* _DOKUMENTTEXT_:
-- -- --
Besonders gefördert wurde diese Bewegung durch die Operations Research Society of America und das Institute of Management Sciences mit den Zeitschriften "Operations Research" (1953ff), "Journal“ of the ORSA, "Management Science " (1955ff) und "Administrative Science Quarterly" (1956ff), ferner durch die American Management Association (ab ca. 1953) - die 1953 "Automation and other Technological Advances'' und 1954 "The Impact of Computers on Office Management" herausgab und von der 1958 auf deutsch "Operations Research, Mittel moderner Unternehmensführung" herausgegeben wurde -, die Society for Advancement of Management (ab ca. 1958) und die Operational Research Society, London (Zeitschrift: "OR Quarterly", 1950ff).
-- -- --
* _ARBEITSAUFTRAG A_:
Prüfe, ob die folgenden Aussagen mit dem Text über die Förderung des Operations Research übereinstimmen. Beantworte jede mit Ja oder Nein und führe die entscheidenden Worte des Textes wörtlich an.
(i) Die American Management Association gab 1954 eine Schrift über die Auswirkungen von Computern auf die Büroverwaltung heraus.
(ii) Die Operational Research Society hatte ihren Sitz in New York.
(iii) Die Society for Advancement of Management war ab ca. 1953 tätig.
* _ARBEITSAUFTRAG B_: Übersetze den folgenden Satz aus dem Text über die Förderung des Operations Research ins Englische: „Besonders gefördert wurde diese Bewegung durch die Operations Research Society of America und das Institute of Management Sciences mit den Zeitschriften "Operations Research" (1953ff), "Journal“ of the ORSA, "Management Science " (1955ff) und "Administrative Science Quarterly" (1956ff), ferner durch die American Management Association (ab ca. 1953) - die 1953 "Automation and other Technological Advances'' und 1954 "The Impact of Computers on Office Management" herausgab und von der 1958 auf deutsch "Operations Research, Mittel moderner Unternehmensführung" herausgegeben wurde -, die Society for Advancement of Management (ab ca. 1958) und die Operational Research Society, London (Zeitschrift: "OR Quarterly", 1950ff).“
* _ARBEITSAUFTRAG C_: Führe den Text über die Förderung des Operations Research im Anschluss an seinen letzten Satz weiter.
Die Einträge haben mit dem Text über die Förderung des Operations Research nichts zu tun.

Dateneinträge:
-- -- --
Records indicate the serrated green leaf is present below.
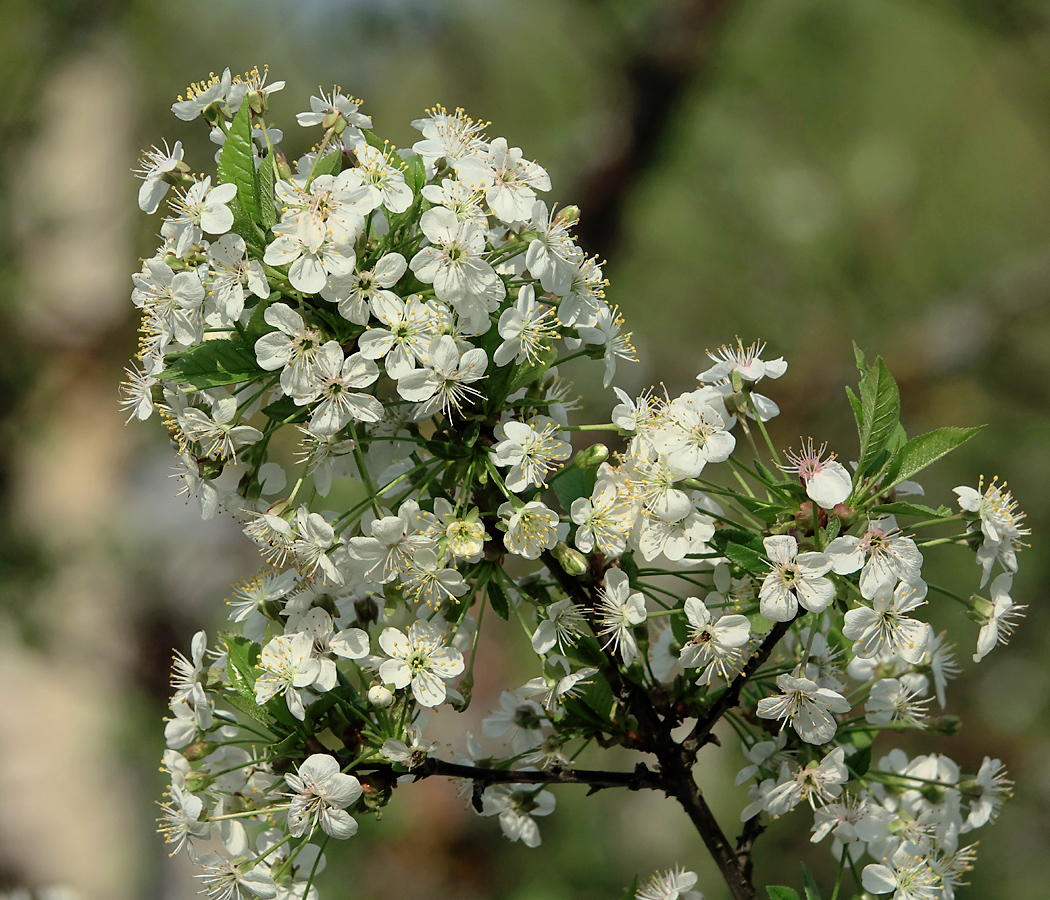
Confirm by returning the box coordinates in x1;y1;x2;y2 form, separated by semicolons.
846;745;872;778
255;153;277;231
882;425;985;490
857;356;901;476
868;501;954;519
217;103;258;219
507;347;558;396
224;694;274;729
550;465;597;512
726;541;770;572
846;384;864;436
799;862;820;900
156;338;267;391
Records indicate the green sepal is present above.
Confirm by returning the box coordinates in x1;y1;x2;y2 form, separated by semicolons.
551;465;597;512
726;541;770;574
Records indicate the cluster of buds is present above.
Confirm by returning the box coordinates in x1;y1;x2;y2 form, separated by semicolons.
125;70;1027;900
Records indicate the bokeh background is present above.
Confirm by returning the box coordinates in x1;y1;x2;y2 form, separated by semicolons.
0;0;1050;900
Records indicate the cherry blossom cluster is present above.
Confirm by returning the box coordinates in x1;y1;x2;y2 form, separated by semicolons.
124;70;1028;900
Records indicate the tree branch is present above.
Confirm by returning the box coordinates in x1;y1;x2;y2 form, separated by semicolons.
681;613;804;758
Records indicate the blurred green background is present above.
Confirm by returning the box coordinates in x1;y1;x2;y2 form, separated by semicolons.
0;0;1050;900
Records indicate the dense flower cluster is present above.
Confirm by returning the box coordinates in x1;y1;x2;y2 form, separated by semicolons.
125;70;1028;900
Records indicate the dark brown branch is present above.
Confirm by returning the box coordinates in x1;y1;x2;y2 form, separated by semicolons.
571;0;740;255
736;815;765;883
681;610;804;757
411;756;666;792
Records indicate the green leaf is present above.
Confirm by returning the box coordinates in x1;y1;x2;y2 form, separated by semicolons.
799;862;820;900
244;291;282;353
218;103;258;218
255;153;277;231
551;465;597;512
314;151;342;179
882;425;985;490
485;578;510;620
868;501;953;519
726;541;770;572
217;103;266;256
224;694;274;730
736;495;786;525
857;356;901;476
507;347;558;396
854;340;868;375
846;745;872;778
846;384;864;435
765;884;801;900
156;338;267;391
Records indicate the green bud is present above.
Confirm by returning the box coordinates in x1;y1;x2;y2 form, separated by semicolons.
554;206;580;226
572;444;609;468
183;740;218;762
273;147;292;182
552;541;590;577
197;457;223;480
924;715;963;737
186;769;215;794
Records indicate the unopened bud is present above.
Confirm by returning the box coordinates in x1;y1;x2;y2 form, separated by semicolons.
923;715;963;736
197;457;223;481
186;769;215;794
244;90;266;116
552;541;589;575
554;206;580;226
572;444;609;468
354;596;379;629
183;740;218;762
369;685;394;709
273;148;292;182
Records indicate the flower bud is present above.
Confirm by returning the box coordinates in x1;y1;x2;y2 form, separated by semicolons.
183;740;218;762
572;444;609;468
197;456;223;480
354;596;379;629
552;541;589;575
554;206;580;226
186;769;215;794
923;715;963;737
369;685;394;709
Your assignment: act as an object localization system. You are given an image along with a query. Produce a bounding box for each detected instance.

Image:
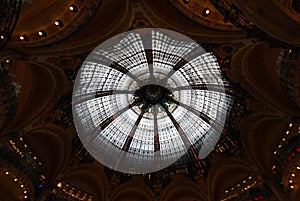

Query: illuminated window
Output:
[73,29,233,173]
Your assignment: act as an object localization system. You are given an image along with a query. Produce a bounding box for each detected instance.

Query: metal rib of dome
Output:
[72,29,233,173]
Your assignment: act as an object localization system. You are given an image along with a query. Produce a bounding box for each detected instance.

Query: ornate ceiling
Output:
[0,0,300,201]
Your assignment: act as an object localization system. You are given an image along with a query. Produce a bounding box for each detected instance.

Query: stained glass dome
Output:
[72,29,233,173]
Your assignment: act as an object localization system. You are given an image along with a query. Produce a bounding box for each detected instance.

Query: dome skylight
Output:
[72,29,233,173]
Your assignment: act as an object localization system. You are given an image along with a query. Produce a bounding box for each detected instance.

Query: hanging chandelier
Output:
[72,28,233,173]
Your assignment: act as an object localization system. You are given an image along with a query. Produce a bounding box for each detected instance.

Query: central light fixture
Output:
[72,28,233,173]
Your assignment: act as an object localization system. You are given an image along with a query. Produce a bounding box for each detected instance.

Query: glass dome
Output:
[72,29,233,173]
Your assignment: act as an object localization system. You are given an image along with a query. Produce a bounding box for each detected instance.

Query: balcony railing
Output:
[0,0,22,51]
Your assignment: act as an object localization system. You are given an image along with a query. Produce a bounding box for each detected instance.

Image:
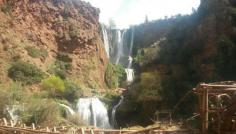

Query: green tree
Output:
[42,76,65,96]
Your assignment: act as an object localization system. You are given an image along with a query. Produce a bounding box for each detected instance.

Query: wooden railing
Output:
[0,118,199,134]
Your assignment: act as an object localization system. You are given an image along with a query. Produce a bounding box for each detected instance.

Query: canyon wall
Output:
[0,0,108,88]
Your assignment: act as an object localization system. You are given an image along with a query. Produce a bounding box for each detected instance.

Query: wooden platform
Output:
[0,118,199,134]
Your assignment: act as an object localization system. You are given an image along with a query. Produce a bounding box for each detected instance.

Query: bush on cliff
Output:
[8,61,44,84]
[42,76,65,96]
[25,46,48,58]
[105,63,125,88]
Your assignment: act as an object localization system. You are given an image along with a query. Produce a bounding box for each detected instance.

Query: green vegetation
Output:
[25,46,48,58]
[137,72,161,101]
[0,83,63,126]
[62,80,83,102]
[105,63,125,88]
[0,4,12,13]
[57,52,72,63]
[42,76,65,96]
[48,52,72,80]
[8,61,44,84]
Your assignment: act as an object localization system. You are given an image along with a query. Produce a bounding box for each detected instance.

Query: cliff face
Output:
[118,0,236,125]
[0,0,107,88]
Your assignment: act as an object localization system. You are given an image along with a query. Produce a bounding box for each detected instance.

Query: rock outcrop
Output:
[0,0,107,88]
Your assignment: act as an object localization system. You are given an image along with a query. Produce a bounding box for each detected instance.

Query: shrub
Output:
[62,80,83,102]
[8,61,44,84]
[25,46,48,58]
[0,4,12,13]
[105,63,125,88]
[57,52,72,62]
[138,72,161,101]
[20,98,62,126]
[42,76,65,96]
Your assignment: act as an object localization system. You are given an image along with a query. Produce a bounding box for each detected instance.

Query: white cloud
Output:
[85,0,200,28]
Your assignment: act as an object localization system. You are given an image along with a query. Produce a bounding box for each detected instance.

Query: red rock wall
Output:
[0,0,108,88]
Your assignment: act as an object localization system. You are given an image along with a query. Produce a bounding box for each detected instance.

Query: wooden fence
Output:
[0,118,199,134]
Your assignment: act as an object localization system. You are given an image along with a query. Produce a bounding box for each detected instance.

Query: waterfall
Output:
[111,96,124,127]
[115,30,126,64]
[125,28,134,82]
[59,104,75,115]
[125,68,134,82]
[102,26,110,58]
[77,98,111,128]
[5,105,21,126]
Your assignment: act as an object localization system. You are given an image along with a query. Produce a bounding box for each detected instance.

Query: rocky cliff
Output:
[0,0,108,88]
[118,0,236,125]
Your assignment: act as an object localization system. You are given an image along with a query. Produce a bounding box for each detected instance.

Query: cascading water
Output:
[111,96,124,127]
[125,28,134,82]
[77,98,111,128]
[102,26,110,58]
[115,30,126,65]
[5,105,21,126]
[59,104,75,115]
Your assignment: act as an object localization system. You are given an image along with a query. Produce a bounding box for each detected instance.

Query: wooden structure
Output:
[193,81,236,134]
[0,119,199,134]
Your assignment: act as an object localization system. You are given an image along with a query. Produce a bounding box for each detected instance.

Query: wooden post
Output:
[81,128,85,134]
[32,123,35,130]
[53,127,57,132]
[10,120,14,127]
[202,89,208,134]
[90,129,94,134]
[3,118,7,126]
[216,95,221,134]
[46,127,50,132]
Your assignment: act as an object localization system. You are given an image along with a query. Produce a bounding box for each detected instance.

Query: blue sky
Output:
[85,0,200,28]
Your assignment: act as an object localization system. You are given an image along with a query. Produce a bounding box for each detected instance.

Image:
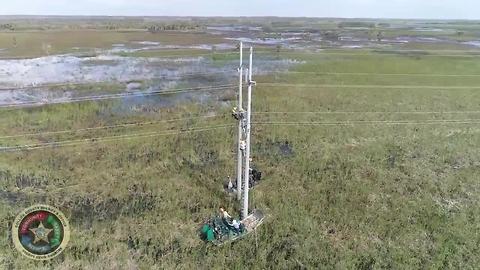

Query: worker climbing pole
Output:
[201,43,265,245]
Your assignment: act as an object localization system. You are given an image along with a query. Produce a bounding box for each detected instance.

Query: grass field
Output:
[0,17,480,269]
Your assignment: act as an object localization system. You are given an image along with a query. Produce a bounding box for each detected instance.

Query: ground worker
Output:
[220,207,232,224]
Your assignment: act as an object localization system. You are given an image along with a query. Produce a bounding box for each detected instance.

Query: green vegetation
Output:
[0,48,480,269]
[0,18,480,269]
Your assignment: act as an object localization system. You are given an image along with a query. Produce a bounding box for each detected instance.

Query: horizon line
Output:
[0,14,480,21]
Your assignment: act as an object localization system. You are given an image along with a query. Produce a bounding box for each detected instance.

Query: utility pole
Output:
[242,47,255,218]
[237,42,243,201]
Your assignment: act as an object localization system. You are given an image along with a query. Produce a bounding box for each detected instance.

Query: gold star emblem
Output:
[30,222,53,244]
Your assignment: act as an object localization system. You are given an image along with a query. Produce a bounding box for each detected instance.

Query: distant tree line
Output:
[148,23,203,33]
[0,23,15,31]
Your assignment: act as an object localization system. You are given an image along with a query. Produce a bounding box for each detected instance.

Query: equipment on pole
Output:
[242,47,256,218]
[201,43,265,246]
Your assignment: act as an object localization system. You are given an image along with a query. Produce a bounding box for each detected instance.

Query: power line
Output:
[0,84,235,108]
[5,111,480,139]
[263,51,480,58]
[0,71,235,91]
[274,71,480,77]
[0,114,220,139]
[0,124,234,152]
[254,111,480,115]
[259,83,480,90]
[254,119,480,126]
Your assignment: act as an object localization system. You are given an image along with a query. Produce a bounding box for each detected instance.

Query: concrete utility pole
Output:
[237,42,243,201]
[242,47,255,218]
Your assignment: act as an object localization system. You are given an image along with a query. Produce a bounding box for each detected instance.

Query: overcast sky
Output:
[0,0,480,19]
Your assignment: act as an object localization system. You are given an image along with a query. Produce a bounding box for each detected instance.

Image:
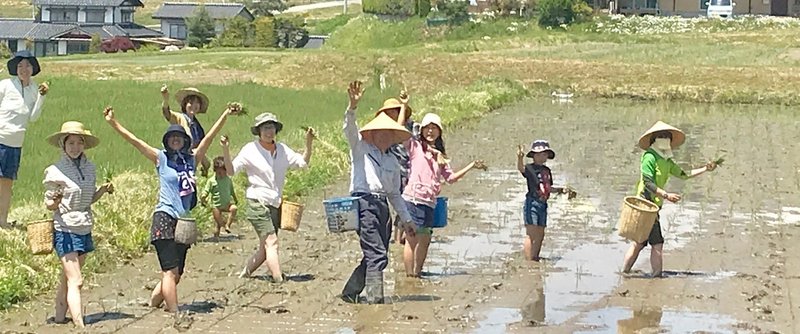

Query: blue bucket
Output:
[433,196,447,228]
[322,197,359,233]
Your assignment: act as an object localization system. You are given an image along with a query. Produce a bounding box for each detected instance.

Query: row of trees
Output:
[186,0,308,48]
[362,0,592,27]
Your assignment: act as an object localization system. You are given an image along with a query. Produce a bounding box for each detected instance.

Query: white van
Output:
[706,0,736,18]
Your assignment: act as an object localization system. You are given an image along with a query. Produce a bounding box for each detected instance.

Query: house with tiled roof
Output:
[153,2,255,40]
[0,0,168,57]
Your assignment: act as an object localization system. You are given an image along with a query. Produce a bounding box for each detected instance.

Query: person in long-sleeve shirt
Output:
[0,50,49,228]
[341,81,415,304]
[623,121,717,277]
-- -- --
* _ENDGÜLTIGE ANTWORT A_:
(i) Ja: „1954 "The Impact of Computers on Office Management" herausgab“
(ii) Nein: „die Operational Research Society, London“
(iii) Nein: „die Society for Advancement of Management (ab ca. 1958)“

* _ENDGÜLTIGE ANTWORT B_: This movement was particularly promoted by the Operations Research Society of America and the Institute of Management Sciences, with the journals "Operations Research" (1953ff), "Journal" of the ORSA, "Management Science" (1955ff) and "Administrative Science Quarterly" (1956ff). It was also promoted by the American Management Association (from about 1953), which published "Automation and other Technological Advances" in 1953 and "The Impact of Computers on Office Management" in 1954, and which brought out "Operations Research, Mittel moderner Unternehmensführung" in German in 1958. Further promoters were the Society for Advancement of Management (from about 1958) and the Operational Research Society, London (journal: "OR Quarterly", 1950ff).

* _ENDGÜLTIGE ANTWORT C_:
1957 fand die erste Internationale Konferenz über Operational Research in Oxford (Grossbritannien) statt; im selben Jahr wurde der Arbeitskreis "Operational Research* beim AWF (AKOR) gegründet; er führte z. B. im September 1959 eine Tagung in Salzburg durch. 1961 wurde die Deutsche Gesellschaft für Unternehmensforschung (DGU) gegründet. Die führenden deutschen Zeitschriften in diesem Bereich heissen "Unternehmensforschung (Operations Research)" (1957ff; hrsg. von der DGU), "Qualitätskontrolle und Operational Research" und "Ablauf- und Planungsforschung (OR)'', Organ des AKOR, 1961ff.
Seit 1960 finden übrigens an demselben Case Institute of Technology die "Systems Symposiums" der Society for General Systems Research statt; die "Proceedings" erschienen 1961 (D. P. Eckman), 1964 (Mihailo D. Mesarovíć) und 1968 (Mihailo D. Mesarović).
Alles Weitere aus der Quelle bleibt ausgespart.